_Aim 1_:
In the passage on Tonga's forests, how many hectares had been planted by September 1992?

In the 1950’s, land was allocated for the development of forest farms. By September 1992, 579 ha of mainly Pinus caribea had been planted on exposed and infertile sites. Tonga’s extensive coconut plantations are its largest timber resource and will continue to be the major source of domestic timber production.

Fuel wood is the main source of energy: 80% of the households use wood for cooking and 70% of fuel wood cut is for household consumption. Tonga also produces handicrafts which require significant amounts of wood. These handicrafts are culturally important and provide domestic and export earnings. Resources of sandalwood have declined, leaving only a short-term supply for local consumption. Non-wood products, such as dye from the bark of koka trees and mangroves for making tapa cloth, are also important.

The country has seven protected areas, as well as nine marine and two territorial parks. Tourism has begun to play an increasingly important role in the country’s economy. Earnings from tourism are double those of all exports combined.

Policy and planning

The forest and tree resources in Tonga are composed of indigenous forests, coconut plantations, agroforestry resources, and forestry plantations. The largest timber resource is found in the extensive coconut plantations and the forest plantations.

_Data for processing_:
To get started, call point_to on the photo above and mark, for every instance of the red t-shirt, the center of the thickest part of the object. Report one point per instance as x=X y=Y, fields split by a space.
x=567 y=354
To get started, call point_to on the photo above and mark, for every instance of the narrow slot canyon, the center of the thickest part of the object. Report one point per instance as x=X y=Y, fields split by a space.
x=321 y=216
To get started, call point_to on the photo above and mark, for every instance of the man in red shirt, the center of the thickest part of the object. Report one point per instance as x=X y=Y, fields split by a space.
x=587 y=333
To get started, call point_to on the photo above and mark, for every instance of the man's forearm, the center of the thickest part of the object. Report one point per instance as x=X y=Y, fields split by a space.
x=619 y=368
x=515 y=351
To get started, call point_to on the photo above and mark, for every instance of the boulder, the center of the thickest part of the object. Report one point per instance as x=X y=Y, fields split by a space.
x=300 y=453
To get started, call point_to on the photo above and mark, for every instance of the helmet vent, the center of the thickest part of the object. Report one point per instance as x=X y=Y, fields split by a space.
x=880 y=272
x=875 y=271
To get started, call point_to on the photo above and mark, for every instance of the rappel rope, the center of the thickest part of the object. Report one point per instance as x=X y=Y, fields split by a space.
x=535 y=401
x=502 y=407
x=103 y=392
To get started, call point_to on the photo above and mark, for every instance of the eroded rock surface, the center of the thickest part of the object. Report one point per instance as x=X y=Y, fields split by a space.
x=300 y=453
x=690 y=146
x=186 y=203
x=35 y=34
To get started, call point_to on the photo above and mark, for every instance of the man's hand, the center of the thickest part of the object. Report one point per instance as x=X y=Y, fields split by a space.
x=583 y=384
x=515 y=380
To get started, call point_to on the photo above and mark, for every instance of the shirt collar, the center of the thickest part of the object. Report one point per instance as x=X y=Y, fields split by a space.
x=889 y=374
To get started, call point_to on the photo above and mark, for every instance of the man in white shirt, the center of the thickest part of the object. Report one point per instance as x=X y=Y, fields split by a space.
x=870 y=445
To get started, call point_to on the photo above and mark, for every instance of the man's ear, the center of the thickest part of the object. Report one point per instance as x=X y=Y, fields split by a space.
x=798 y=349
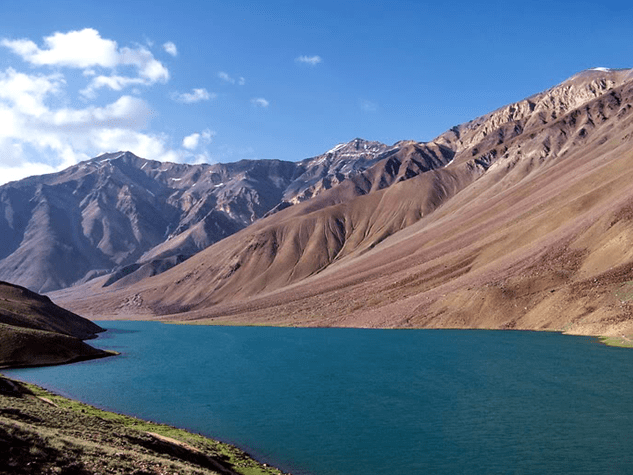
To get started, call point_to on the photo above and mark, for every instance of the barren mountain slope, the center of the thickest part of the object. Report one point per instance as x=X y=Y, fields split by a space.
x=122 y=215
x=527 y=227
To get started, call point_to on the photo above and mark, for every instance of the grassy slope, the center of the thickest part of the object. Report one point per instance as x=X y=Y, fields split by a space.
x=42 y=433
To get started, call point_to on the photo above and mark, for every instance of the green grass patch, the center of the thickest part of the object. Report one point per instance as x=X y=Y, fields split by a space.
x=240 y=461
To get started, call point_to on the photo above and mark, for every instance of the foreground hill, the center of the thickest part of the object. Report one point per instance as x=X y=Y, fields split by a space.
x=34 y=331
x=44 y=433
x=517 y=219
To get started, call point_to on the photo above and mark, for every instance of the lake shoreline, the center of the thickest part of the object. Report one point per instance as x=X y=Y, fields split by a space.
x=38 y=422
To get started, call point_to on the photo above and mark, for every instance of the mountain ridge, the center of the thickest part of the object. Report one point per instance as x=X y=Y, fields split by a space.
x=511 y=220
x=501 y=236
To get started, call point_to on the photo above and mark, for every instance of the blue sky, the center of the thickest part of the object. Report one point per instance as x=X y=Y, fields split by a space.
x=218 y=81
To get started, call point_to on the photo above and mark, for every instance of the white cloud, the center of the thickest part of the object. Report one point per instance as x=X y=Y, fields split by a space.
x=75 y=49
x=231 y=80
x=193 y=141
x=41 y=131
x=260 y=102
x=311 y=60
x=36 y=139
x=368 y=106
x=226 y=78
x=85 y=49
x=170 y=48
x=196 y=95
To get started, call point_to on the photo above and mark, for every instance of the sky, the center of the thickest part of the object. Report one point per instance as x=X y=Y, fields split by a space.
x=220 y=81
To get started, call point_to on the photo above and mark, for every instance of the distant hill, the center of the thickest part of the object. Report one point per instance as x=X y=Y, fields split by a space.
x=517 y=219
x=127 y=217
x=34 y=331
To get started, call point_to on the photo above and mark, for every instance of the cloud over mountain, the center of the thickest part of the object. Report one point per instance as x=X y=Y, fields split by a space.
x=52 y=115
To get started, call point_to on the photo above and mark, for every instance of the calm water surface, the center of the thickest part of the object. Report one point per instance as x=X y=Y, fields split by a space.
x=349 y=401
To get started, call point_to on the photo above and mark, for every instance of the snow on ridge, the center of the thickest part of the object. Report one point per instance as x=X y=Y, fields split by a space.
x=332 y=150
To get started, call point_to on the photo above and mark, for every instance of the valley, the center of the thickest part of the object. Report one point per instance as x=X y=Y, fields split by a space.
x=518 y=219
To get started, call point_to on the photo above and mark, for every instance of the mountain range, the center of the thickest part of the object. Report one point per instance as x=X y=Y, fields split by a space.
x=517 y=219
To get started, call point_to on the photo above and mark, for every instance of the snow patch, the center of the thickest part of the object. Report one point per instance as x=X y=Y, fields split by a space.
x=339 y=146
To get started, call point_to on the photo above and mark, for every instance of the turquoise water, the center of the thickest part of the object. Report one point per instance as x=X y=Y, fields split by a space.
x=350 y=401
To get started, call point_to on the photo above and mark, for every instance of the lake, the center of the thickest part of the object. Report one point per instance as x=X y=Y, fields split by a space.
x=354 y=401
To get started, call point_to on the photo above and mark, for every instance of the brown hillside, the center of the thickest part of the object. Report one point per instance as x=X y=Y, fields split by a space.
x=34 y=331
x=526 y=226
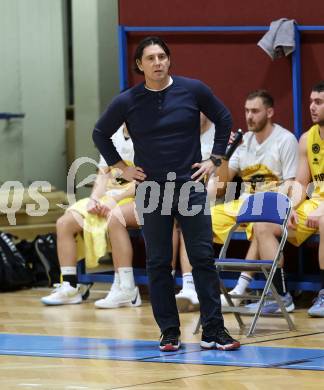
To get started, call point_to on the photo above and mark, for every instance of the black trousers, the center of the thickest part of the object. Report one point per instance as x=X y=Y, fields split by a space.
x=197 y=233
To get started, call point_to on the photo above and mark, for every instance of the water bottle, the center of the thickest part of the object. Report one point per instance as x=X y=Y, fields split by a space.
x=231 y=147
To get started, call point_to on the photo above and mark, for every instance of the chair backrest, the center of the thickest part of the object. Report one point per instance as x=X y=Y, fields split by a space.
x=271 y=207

_Aim 2_:
Rewrite the entries from their start up to and including the line with "x=567 y=354", replacing "red t-shirt" with "blue t-shirt" and leaving everything else unchanged, and give only those lines.

_Written answer 1_:
579 ha, mainly of Pinus caribea.

_Written answer 2_:
To get started, call point_to on the photo above and mark, for every instance of the blue t-shirt, the center of the thickest part of the object. Report one point per instance as x=X y=Y, fields split by a space.
x=567 y=354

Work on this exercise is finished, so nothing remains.